= INPUT MATERIAL =

⁂

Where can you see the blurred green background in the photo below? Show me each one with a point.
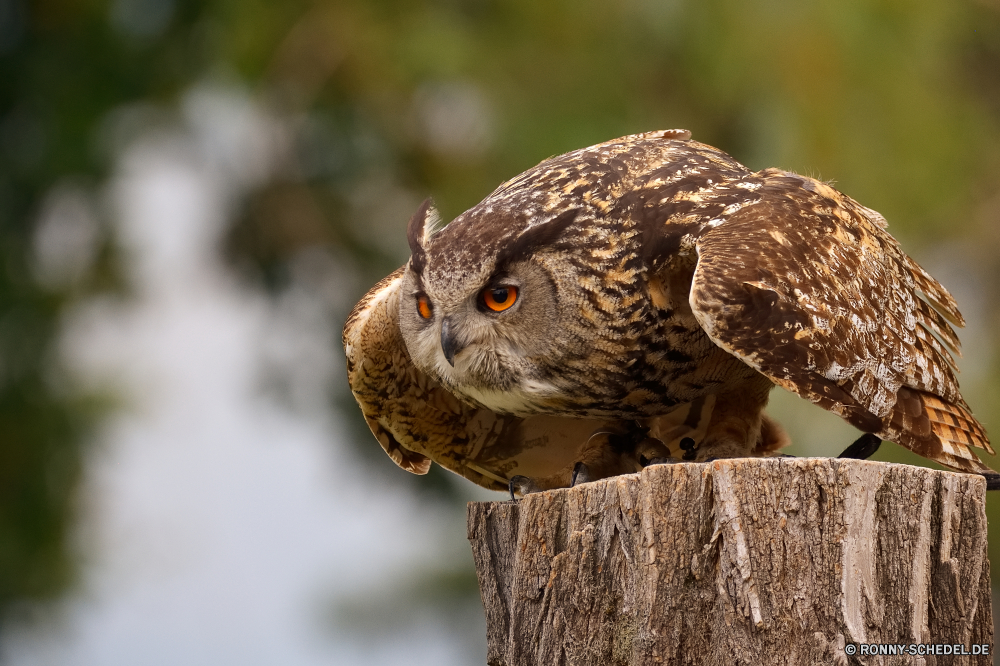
(384, 103)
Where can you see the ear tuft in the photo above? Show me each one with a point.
(417, 233)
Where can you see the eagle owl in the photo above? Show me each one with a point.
(639, 299)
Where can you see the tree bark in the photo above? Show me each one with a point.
(747, 561)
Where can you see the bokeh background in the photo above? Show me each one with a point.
(194, 194)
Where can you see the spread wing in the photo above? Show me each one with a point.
(417, 421)
(805, 285)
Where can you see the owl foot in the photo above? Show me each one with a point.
(690, 449)
(581, 474)
(522, 485)
(863, 447)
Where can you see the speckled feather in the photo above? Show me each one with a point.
(677, 274)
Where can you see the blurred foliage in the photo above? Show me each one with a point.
(388, 102)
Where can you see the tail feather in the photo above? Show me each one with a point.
(939, 430)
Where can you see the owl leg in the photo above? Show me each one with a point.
(738, 426)
(522, 485)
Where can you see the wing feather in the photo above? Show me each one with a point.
(806, 286)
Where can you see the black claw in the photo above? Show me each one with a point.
(863, 447)
(521, 484)
(992, 481)
(690, 448)
(581, 474)
(659, 461)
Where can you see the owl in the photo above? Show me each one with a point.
(637, 301)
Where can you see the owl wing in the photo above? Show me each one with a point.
(805, 285)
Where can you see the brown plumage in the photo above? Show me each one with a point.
(620, 287)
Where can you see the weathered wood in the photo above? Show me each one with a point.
(748, 561)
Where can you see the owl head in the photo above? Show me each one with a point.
(484, 302)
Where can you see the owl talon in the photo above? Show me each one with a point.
(690, 448)
(662, 460)
(863, 447)
(521, 485)
(992, 481)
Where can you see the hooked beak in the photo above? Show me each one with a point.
(449, 345)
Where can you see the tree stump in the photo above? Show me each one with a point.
(746, 561)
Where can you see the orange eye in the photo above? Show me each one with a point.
(424, 307)
(499, 299)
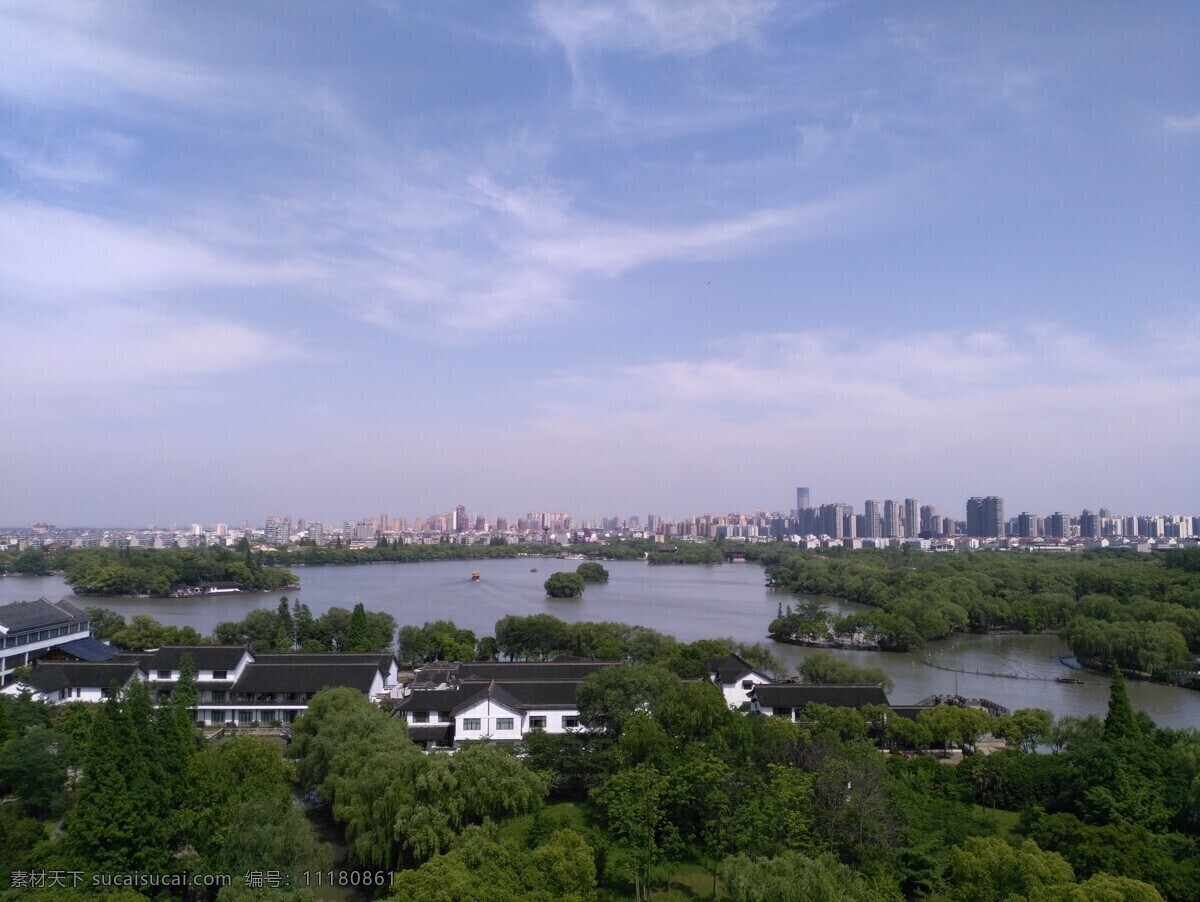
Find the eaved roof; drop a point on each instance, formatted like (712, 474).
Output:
(544, 695)
(82, 674)
(306, 678)
(204, 657)
(88, 649)
(384, 660)
(730, 668)
(22, 615)
(529, 671)
(491, 691)
(797, 695)
(433, 699)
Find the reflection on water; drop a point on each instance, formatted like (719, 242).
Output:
(690, 602)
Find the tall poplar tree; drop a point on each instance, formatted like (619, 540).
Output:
(1120, 723)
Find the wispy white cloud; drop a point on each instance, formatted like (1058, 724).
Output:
(685, 28)
(76, 55)
(102, 352)
(1182, 125)
(52, 253)
(919, 412)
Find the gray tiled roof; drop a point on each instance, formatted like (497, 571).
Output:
(383, 661)
(204, 657)
(730, 668)
(544, 695)
(435, 699)
(797, 695)
(82, 674)
(88, 649)
(493, 691)
(306, 678)
(529, 671)
(429, 732)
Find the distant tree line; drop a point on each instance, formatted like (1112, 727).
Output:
(1140, 612)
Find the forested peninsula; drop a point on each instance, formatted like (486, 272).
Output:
(665, 793)
(1139, 612)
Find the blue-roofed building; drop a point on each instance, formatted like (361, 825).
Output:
(30, 629)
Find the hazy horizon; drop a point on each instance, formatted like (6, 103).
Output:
(606, 257)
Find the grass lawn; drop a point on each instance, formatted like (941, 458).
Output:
(564, 813)
(1006, 821)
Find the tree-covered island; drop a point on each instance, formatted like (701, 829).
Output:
(664, 792)
(1140, 612)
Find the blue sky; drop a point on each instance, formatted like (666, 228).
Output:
(605, 257)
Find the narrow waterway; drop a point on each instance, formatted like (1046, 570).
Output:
(687, 601)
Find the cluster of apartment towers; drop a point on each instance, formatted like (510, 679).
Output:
(985, 518)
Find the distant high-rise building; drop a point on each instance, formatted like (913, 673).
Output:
(802, 499)
(873, 527)
(833, 519)
(277, 531)
(985, 517)
(1059, 525)
(1029, 525)
(892, 519)
(929, 519)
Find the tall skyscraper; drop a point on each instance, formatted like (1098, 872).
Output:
(873, 527)
(911, 517)
(985, 517)
(930, 522)
(892, 519)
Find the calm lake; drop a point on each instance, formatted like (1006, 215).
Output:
(687, 601)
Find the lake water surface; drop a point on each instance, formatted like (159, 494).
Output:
(687, 601)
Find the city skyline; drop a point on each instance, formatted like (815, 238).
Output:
(984, 517)
(597, 256)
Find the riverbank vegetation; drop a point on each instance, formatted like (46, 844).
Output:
(666, 787)
(99, 794)
(1140, 612)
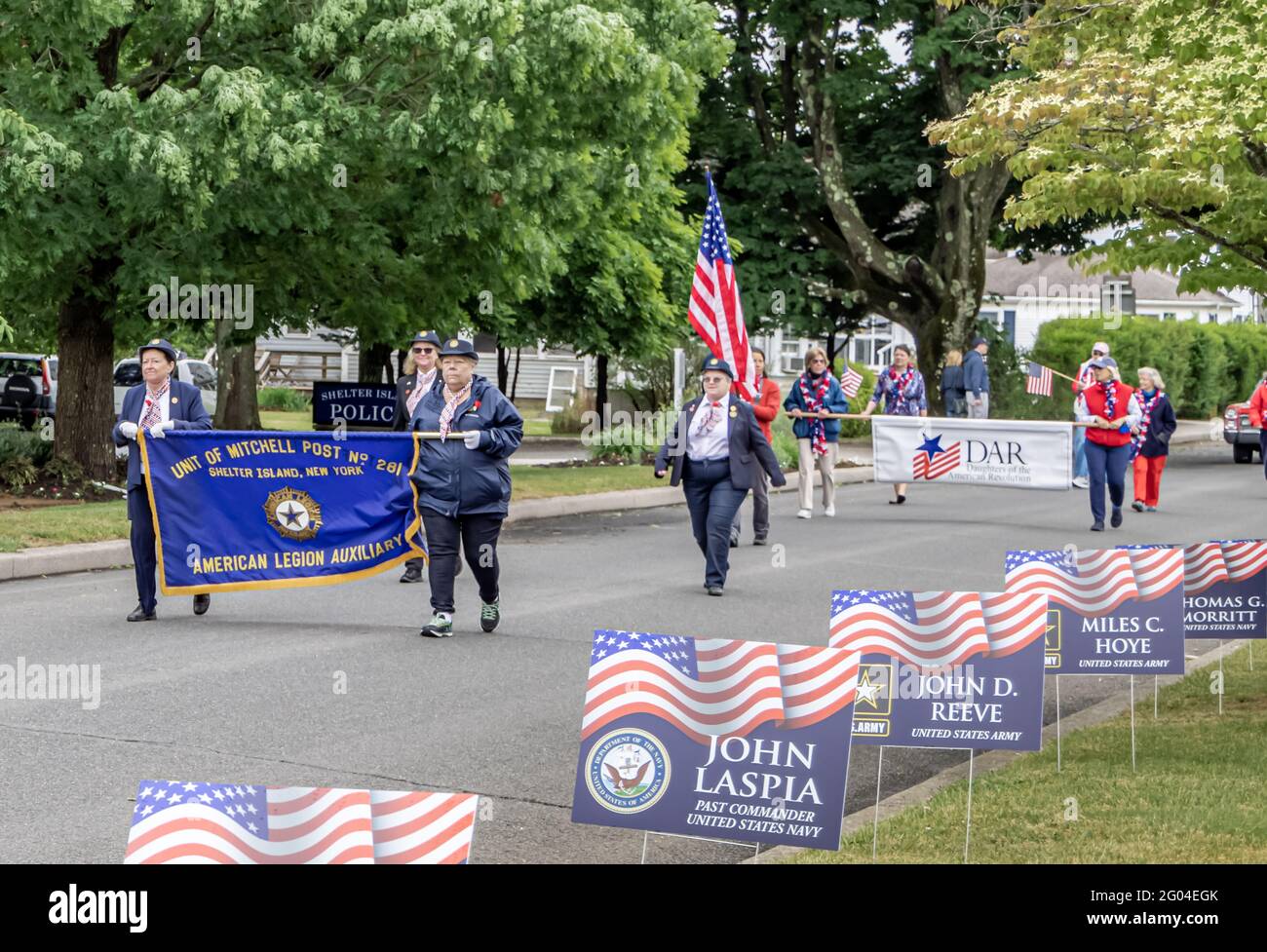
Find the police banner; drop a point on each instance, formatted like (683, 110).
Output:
(730, 740)
(944, 668)
(1225, 589)
(1111, 612)
(239, 511)
(1012, 453)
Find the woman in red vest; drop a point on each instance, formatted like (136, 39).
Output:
(1111, 410)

⁂

= WRITTEN PROBLEM =
Change every "drop a point" in the data above to "place a point" and reproduce all the lines with nothing else altered. Leave the pictures out of your answer.

= WORKED ANSWER =
Where can you see the blurred green background in the photo below? Show me each one with a point.
(384, 103)
Where can you see the ear tuft in the photo above? Show me each one with a point.
(417, 233)
Where can you see the eagle owl in the photo above? Show me each one with a point.
(639, 299)
Where can you see the tree bark in the photo above? Show me each one with a point.
(747, 561)
Where can you see the bokeh background in the photo above? Show me each one with a point.
(194, 194)
Where can you see the spread wing in the photo above? Show me each one with a point.
(417, 421)
(805, 285)
Where can you see the owl foot in the photo above? Show me each one with a point.
(690, 449)
(581, 474)
(522, 485)
(863, 447)
Where can you see the speckled feather in the photo above? Show me each one with a point.
(677, 274)
Where can you see the blurred foliage in the photo above? Show me each one with a point.
(388, 102)
Where can you see the tail feather in the photo above? Show me each one with a point.
(939, 430)
Where can you see the owl leg in the photo above? Show me each one with a point.
(738, 426)
(522, 485)
Where can you see the wing feather in the photo above? Show me each one with a point.
(806, 286)
Where can you see the black claw in the photo above? Show me each one with a point.
(863, 447)
(521, 484)
(992, 481)
(690, 448)
(581, 474)
(659, 461)
Where can you see the owl in the photo above? Show me each one with a point.
(637, 301)
Where can you see the owl wing in the photo above? Show me each one with a point.
(805, 285)
Where can you see the brown plumage in the photo above? Show me each one with a point.
(620, 287)
Where can you see the weathered wood in the photo above? Show me each one with a point.
(748, 561)
Where can you see the owl head in the photo above? Show me each one with a point.
(484, 302)
Where can you see the owl talon in the photo above? Show me each one with a point.
(690, 448)
(662, 460)
(863, 447)
(521, 485)
(992, 481)
Where can you see the hooked beak in the photo above? Show me each one with a point.
(449, 345)
Where can you see the tree stump in the photo above? Show me each one with a point.
(746, 561)
Where can you see the orange eye in the photo above? Show me each one with a point.
(424, 307)
(499, 299)
Find the eaved roof; place a point on each instance, formatted like (712, 474).
Output:
(544, 695)
(82, 674)
(306, 678)
(204, 657)
(88, 649)
(384, 660)
(730, 668)
(22, 615)
(529, 671)
(491, 691)
(797, 695)
(433, 699)
Find the reflection on water; place a point on each instance, formatted like (719, 242).
Output:
(690, 602)
Find the tall poplar tree; place a point on each instance, formatted like (619, 540).
Output:
(1120, 723)
Find the wispy white cloud; place a point on each instance, formatted like (1058, 724).
Output:
(685, 28)
(76, 55)
(102, 352)
(1182, 125)
(52, 253)
(919, 412)
Find the gray tiled roof; place a point on each instance, formatted like (497, 571).
Output:
(383, 661)
(204, 657)
(730, 668)
(544, 695)
(435, 699)
(797, 695)
(82, 674)
(88, 649)
(493, 691)
(306, 678)
(529, 671)
(429, 732)
Find the distant tree line; place a point on each instance, formatted like (1112, 727).
Output:
(1140, 612)
Find the forested peninsula; place a point on each instance, formatted like (486, 272).
Output:
(665, 793)
(1139, 612)
Find the blue-roofed building; place a point on each instance, formatted like (361, 825).
Output:
(30, 629)
Find the hazy horizon; place a point on each instance, formatted like (6, 103).
Output:
(606, 257)
Find the grass lawn; place a point on each instance, formatted like (941, 458).
Output:
(564, 813)
(1006, 821)
Find the tree-covered island; place a point on each instance, formatted like (701, 829).
Output:
(664, 792)
(1140, 612)
Find the blue sky; place a point on each instance, formatted like (666, 228).
Output:
(605, 257)
Find the narrow waterway; place a point on each instance, formatted like (1046, 570).
Output:
(687, 601)
Find the cluster of apartment towers; place a point on each instance, formatted like (510, 679).
Output:
(985, 518)
Find the distant high-rise building; place a point on each instance, formatted like (913, 673).
Output:
(802, 499)
(873, 527)
(833, 519)
(277, 531)
(985, 517)
(1059, 525)
(1029, 525)
(892, 519)
(929, 519)
Find the tall skyscraper; place a point on each instance, formatted like (1098, 872).
Output:
(873, 527)
(911, 517)
(985, 517)
(930, 522)
(892, 519)
Find the calm lake; place a point on each instance, formatted like (1006, 215).
Output:
(687, 601)
Find the lake water surface; place a point on each instance, formatted like (159, 494).
Output:
(687, 601)
Find the city skyline; place a point on each instance, formatted like (815, 238).
Output:
(984, 517)
(597, 256)
Find the riverbank vegetation; place a point on each instance, formatted like (46, 844).
Output:
(666, 787)
(99, 794)
(1140, 612)
Find the police banner; place a point on each instance, formatted like (683, 110).
Output:
(730, 740)
(944, 668)
(1225, 589)
(1111, 612)
(239, 511)
(1012, 453)
Find the woman in red vest; place a point on each instance, formatted like (136, 39).
Output:
(1111, 410)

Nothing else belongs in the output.